> [PROBLEM DETAILS]: Render the lines below as a Markdown table with two columns, Row and Line: put each line's number in Row and the line itself in Line, and leave out any blank lines.

> [EXERCISE INPUTS]:

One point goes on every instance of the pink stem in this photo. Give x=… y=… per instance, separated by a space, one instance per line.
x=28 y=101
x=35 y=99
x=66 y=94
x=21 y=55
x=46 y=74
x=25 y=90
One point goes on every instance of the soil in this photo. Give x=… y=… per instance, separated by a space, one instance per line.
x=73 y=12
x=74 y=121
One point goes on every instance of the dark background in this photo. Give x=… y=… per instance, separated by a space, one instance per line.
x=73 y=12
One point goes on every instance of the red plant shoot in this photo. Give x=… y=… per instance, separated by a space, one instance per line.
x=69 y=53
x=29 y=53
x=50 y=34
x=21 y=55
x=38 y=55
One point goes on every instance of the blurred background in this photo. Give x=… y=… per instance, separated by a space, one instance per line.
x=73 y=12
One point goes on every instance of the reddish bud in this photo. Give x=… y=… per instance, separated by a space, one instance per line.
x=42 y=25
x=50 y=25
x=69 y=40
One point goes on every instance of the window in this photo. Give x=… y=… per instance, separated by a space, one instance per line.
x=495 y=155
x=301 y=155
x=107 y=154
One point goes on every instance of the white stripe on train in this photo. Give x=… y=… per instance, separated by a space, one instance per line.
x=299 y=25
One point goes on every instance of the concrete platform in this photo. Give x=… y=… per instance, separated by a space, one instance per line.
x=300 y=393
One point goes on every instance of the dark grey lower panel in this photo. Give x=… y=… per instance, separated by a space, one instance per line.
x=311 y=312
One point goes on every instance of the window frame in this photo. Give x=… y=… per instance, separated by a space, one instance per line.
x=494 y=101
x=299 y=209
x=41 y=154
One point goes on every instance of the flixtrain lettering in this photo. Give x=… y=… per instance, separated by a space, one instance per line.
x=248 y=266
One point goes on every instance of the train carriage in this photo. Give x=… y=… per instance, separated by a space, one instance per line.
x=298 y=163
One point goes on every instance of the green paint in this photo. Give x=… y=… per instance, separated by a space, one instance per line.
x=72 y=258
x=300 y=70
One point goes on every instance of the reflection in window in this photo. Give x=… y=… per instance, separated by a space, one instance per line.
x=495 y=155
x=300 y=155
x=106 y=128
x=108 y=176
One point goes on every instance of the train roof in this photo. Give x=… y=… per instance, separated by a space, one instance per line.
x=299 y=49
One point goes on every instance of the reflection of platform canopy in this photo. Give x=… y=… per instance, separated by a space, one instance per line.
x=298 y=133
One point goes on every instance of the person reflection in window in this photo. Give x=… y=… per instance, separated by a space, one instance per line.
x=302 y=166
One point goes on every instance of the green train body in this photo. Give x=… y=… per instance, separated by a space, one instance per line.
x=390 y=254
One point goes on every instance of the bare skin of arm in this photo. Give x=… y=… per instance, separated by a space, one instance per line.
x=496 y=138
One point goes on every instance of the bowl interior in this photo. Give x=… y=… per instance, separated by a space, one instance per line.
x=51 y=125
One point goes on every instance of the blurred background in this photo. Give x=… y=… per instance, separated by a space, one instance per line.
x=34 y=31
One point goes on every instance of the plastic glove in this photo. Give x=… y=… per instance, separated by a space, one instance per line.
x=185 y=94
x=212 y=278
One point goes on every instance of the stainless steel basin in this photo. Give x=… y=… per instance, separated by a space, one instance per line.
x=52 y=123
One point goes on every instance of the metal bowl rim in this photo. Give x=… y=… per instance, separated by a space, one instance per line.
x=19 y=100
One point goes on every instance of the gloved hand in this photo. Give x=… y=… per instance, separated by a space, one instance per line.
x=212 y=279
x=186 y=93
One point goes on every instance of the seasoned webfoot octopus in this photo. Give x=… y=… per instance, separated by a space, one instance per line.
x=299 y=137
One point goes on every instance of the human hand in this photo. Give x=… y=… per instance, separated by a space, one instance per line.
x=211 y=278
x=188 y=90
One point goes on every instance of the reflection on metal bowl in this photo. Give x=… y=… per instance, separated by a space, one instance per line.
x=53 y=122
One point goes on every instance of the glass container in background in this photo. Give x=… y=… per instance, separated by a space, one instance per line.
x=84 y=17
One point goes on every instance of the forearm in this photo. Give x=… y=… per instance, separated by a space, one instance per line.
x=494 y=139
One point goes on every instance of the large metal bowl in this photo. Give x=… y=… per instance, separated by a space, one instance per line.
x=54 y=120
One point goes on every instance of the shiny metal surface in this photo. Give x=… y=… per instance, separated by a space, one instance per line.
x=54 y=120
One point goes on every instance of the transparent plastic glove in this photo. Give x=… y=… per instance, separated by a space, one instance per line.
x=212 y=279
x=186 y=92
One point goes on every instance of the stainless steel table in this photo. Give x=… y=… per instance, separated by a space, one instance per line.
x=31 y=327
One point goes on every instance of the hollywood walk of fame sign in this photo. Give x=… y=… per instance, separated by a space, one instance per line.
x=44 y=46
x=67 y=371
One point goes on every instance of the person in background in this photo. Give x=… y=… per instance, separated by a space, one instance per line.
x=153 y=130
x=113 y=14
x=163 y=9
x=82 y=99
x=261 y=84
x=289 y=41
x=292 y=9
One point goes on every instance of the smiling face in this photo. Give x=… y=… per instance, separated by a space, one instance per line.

> [RESULT FOR THIS EXERCISE]:
| Row | Line |
|---|---|
| 1 | One point goes on every instance of the pink stem in this photo. Give x=… y=… per instance, separated by a space, one instance per line. |
| 2 | x=28 y=101 |
| 3 | x=35 y=99 |
| 4 | x=66 y=94 |
| 5 | x=21 y=55 |
| 6 | x=46 y=74 |
| 7 | x=25 y=90 |
| 8 | One point goes on every instance of the soil in this photo. Give x=… y=… per instance, separated by a space, one instance per line. |
| 9 | x=73 y=12 |
| 10 | x=74 y=121 |
| 11 | One point goes on every instance of the dark background in this photo. Give x=… y=… per instance, separated by a space, one instance per line. |
| 12 | x=73 y=12 |
| 13 | One point goes on every instance of the red plant shoot in this photo. Give x=… y=… per instance, separated by a space, one instance per line. |
| 14 | x=69 y=53 |
| 15 | x=29 y=53 |
| 16 | x=50 y=34 |
| 17 | x=21 y=55 |
| 18 | x=38 y=55 |
| 19 | One point goes on every instance of the blurred background in this photo. Give x=… y=… per instance, separated by a space, one instance per line. |
| 20 | x=73 y=12 |
| 21 | One point goes on every instance of the reddish bud in this photo. Give x=… y=… per instance, separated by a space, one instance per line. |
| 22 | x=42 y=25 |
| 23 | x=50 y=25 |
| 24 | x=69 y=40 |
| 25 | One point goes on every instance of the window in this photo. Give x=… y=… per instance, separated by a space, one instance per line. |
| 26 | x=495 y=155 |
| 27 | x=301 y=155 |
| 28 | x=107 y=154 |
| 29 | One point goes on every instance of the white stripe on train in this photo. Give x=… y=… per instance, separated by a space, one instance per line. |
| 30 | x=299 y=25 |
| 31 | One point goes on every instance of the concrete platform in this photo. Give x=… y=… per instance, separated by a space, one instance per line. |
| 32 | x=300 y=393 |
| 33 | One point goes on every instance of the dark grey lower panel in this photo. Give x=… y=… per instance, separated by a space, one instance per line. |
| 34 | x=311 y=312 |
| 35 | One point goes on every instance of the window frame in this photo. Give x=… y=… per instance, separated by a space, one instance per line. |
| 36 | x=494 y=101 |
| 37 | x=299 y=209 |
| 38 | x=41 y=154 |
| 39 | One point goes on every instance of the flixtrain lettering in this photo. Give x=… y=… per instance, separated by a space, one instance per line. |
| 40 | x=248 y=266 |
| 41 | One point goes on every instance of the train carriage in this photo. Give x=… y=… per instance, separated by a space, one instance per line. |
| 42 | x=298 y=163 |
| 43 | One point goes on every instance of the green paint in this photo. Give x=… y=… per instance, separated by a space, one instance per line. |
| 44 | x=72 y=258 |
| 45 | x=300 y=70 |
| 46 | One point goes on every instance of the reflection in window in this photo. Give x=… y=… per instance, separated by a space, one instance per line. |
| 47 | x=495 y=155 |
| 48 | x=300 y=155 |
| 49 | x=106 y=128 |
| 50 | x=108 y=176 |
| 51 | One point goes on every instance of the train roof in this photo. Give x=… y=… per instance, separated by a space, one instance per line. |
| 52 | x=299 y=49 |
| 53 | One point goes on every instance of the reflection of platform canopy in this photo. Give x=… y=… per instance, separated by a space, one instance per line. |
| 54 | x=298 y=133 |
| 55 | One point goes on every instance of the person reflection in window in this photo. Give x=… y=… per instance, separated by a space, one instance per line. |
| 56 | x=302 y=166 |
| 57 | One point goes on every instance of the green train body in this photo. Give x=… y=… per instance, separated by a space, one instance per line. |
| 58 | x=390 y=254 |
| 59 | One point goes on every instance of the bare skin of arm in this photo. Give x=… y=… per instance, separated by a space, one instance per line. |
| 60 | x=496 y=138 |
| 61 | One point goes on every instance of the bowl interior in this photo. Give x=… y=… per instance, separated by a space, one instance per line. |
| 62 | x=51 y=125 |
| 63 | One point goes on every instance of the blurred background in this photo. Give x=… y=… per instance, separated by a space, one instance per line. |
| 64 | x=34 y=31 |
| 65 | One point goes on every instance of the plastic glove in this photo. Give x=… y=… per instance, separated by a space, one instance per line. |
| 66 | x=185 y=94 |
| 67 | x=212 y=278 |
| 68 | One point goes on every instance of the stainless steel basin in this photo. Give x=… y=… per instance, separated by a space, one instance per line. |
| 69 | x=52 y=123 |
| 70 | One point goes on every instance of the metal bowl rim in this photo. Give x=… y=… per instance, separated by a space, one instance per line. |
| 71 | x=19 y=100 |
| 72 | One point goes on every instance of the gloved hand in this photo. Give x=… y=… per instance, separated by a space, one instance per line. |
| 73 | x=212 y=279 |
| 74 | x=186 y=93 |
| 75 | One point goes on every instance of the seasoned webfoot octopus in this photo. Give x=… y=… per instance, separated by a space, one instance per line. |
| 76 | x=299 y=137 |
| 77 | One point goes on every instance of the human hand in this photo. Give x=… y=… per instance, separated by a space, one instance per line. |
| 78 | x=211 y=278 |
| 79 | x=188 y=90 |
| 80 | One point goes on every instance of the reflection on metal bowl in this photo. Give x=… y=… per instance, separated by a space, one instance per line. |
| 81 | x=53 y=122 |
| 82 | One point goes on every instance of the glass container in background in this photo. Give x=… y=… per instance, separated by a space, one instance per line. |
| 83 | x=84 y=17 |
| 84 | One point goes on every instance of the forearm in this photo. Give x=… y=… per instance, separated by a space, one instance per line. |
| 85 | x=494 y=139 |
| 86 | One point goes on every instance of the large metal bowl in this photo. Give x=… y=… per instance, separated by a space, one instance per line. |
| 87 | x=54 y=120 |
| 88 | One point goes on every instance of the shiny metal surface in this photo. Give x=… y=… per instance, separated by a space, one instance per line. |
| 89 | x=54 y=120 |
| 90 | One point goes on every instance of the transparent plastic glove in this photo. Give x=… y=… per instance, separated by a space, one instance per line. |
| 91 | x=212 y=279 |
| 92 | x=186 y=92 |
| 93 | One point goes on every instance of the stainless steel table in this photo. Give x=… y=… per instance, separated by a space, one instance per line. |
| 94 | x=31 y=327 |
| 95 | One point goes on every instance of the hollywood walk of fame sign in this photo. Give x=… y=… per instance, separated by a space, one instance per line. |
| 96 | x=44 y=46 |
| 97 | x=67 y=371 |
| 98 | One point goes on every instance of the person in background in this photo. Give x=… y=… per instance, separated by a space, one instance per line. |
| 99 | x=153 y=130 |
| 100 | x=113 y=14 |
| 101 | x=163 y=9 |
| 102 | x=82 y=99 |
| 103 | x=261 y=84 |
| 104 | x=289 y=41 |
| 105 | x=292 y=9 |
| 106 | One point goes on every instance of the smiling face in this photo. Give x=… y=… per instance, separated by a space, one instance per line. |